---- Data section
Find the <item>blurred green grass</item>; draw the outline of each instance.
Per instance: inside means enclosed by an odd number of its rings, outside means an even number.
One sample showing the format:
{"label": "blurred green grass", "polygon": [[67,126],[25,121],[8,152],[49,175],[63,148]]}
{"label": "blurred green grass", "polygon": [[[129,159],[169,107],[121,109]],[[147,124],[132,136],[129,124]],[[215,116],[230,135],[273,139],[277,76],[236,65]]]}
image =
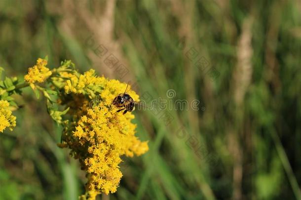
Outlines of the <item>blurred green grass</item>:
{"label": "blurred green grass", "polygon": [[[0,1],[0,66],[22,76],[48,55],[50,67],[71,59],[81,71],[137,81],[153,99],[172,89],[175,100],[201,101],[205,111],[163,111],[168,125],[154,111],[134,111],[150,151],[125,159],[110,199],[301,199],[300,1],[108,2]],[[126,76],[87,45],[92,34]],[[191,47],[218,78],[187,58]],[[0,199],[77,199],[84,174],[56,147],[61,129],[43,99],[25,93],[17,127],[0,135]],[[191,140],[218,159],[198,157]]]}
--------
▶ [Set task]: Reproduce word for word the part of the records that opens at their very start and closes with the line containing "One sample showing", including both ends.

▶ [Exercise solution]:
Find the <item>blurred green grass</item>; draw the outline of each instance.
Per instance: inside means enclosed by an odd number of its rings, outside means an even number.
One sample showing the format:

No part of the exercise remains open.